Moving Overhead Flat Belt Cone Pulleys
Does anybody have plans for conversions for moving the overhead flat belt.cone pulleys to just over the headstock?
I have an old flat belt lathe, manufactured in 1888. I've used it in the past by setting up a wooden framework from the floor to just over the headstock and bolting the overhead pulley to to a shaft on bearings bolted to that wooden framework. I would like to convert it to something less obtrusive, but I'd rather not drill into the lathe if I can help it.
I've seen pictures of conversions that are done in metal, using bolts and angle iron. One conversion I saw pictures of used two pieces of black iron pipe that were placed behind the lathe but did not bolt to the lathe. I know it is possible, I just can't figure how to do it neatly. I've got two bolts at the back of the headstock into the bed of the frame, they might be useful for this.
Any help would be appreciated.
Cone pulley move
Hi Denny, try putting the top pulley just behind the lathe, in other words both pulleys are the same height above ground ,,not only is the belt not in your face, but you can build an easy right angle frame [bolted to the bottom of the bed , out of sight] these frames run horizontaly out behind the bed , then turn 90 deg' and go down to the floor,suporting the weight [and can be bolted down] do it very close with short belts, I've got a vintage lathe using this system and its easy to reach and maintain everything , cheers Stirling: cheers:
This thread shows some ways to do what you want -
Doc's Cone Drives
I went the angle iron and bolt route. Also did not want to attach directly to the lathe so I lagged into the wall behind the lathe.
Arrangement also eliminated any drive vibrations from the lathe.
I have a number of flat belt precision bench lathes. I mount all the drive pulleys on the ceiling with long drive belts and the motors on the wall. The flat belts work much better and are under less tension when mounted in this way. They will also induce far less vibration into the machine than if mounted close to the machine.
Here is how I drive my Hardinge Cataract bench lathe. The countershaft, jackshaft and motor are mounted to a pair of rectangular steel tubes. The tubes rest on the floor and attach to the bench frame. In the first installation the tops of the tubes were bolted to a concrete wall. But for the last twenty years (wood wall behind lathe) the top bolts have not been used and everything runs smoothly.
If you don't want to attach to the ceiling or the wall, and don't want to attach right to the lathe by drilling holes in it, another approach is to build a base for the lathe and attach the driveline to it. For example, build a wood or metal base that the lathe mounts on top of, and then add a structure coming up behind it that mounts the driveline. The whole thing is one unit that stays with the lathe. I made a frame like that for my Logan, in which the back structure also has shelves for accessories and mounts a flourescent lamp. It's mostly made of 4 x 4's and plywood. The whole thing can be picked up and moved around with a pallet jack, which can be really handy. I'm planning on making up similar frames for some of my other flat belt machine projects.

Saved data entries
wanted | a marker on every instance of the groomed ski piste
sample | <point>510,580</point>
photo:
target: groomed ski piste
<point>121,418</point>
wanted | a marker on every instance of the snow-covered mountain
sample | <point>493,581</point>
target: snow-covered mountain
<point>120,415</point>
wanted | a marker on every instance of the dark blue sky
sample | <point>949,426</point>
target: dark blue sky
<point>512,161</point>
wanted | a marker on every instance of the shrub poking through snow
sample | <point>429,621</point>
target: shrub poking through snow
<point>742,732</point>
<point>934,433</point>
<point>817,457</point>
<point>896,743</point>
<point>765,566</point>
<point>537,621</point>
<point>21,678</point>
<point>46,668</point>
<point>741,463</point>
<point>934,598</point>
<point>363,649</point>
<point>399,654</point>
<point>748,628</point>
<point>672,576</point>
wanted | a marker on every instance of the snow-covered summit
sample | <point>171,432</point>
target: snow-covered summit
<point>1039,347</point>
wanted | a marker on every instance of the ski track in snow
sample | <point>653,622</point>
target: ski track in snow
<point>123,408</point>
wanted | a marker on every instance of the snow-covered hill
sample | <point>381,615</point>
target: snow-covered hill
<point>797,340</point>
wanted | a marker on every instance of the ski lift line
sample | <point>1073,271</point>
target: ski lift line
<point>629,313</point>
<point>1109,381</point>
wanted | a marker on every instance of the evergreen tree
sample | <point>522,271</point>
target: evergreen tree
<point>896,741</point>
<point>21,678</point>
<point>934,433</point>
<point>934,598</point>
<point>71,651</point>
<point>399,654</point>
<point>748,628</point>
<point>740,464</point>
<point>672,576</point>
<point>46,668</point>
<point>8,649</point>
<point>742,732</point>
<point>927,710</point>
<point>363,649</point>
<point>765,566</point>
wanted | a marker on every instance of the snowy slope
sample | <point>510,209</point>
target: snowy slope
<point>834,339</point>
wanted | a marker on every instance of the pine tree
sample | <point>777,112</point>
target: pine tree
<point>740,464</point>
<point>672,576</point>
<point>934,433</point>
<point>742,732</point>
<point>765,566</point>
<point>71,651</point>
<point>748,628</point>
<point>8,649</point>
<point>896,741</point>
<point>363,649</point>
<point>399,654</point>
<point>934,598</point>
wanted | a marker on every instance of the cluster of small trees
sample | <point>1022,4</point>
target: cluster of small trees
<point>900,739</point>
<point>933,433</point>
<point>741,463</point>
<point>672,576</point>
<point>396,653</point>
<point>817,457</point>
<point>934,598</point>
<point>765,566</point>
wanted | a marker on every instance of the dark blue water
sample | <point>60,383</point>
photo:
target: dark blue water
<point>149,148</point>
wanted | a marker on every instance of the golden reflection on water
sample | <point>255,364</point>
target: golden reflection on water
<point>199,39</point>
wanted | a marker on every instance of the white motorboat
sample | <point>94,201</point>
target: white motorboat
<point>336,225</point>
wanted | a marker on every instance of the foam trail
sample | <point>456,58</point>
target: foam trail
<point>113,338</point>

§ What this exercise asks
(a) According to the forum thread on moving cone pulleys, in what year was the old flat belt lathe manufactured?
(b) In the listing, switch "ski lift line" to "chairlift cable" throughout the part that opens with the line containing "wanted | a marker on every instance of the snow-covered summit" and closes with the line containing "<point>1109,381</point>". Return only those lines, with everything else left unchanged.

§ Answers
(a) 1888

(b)
wanted | a marker on every instance of the snow-covered summit
sample | <point>171,432</point>
target: snow-covered summit
<point>1039,347</point>
wanted | a marker on every instance of the ski track in snow
sample | <point>653,622</point>
target: ski track in snow
<point>123,408</point>
wanted | a marker on every instance of the snow-covered hill
sample | <point>381,615</point>
target: snow-covered hill
<point>797,340</point>
wanted | a marker on every instance of the chairlift cable
sample | <point>1073,271</point>
target: chairlift cable
<point>629,313</point>
<point>1109,381</point>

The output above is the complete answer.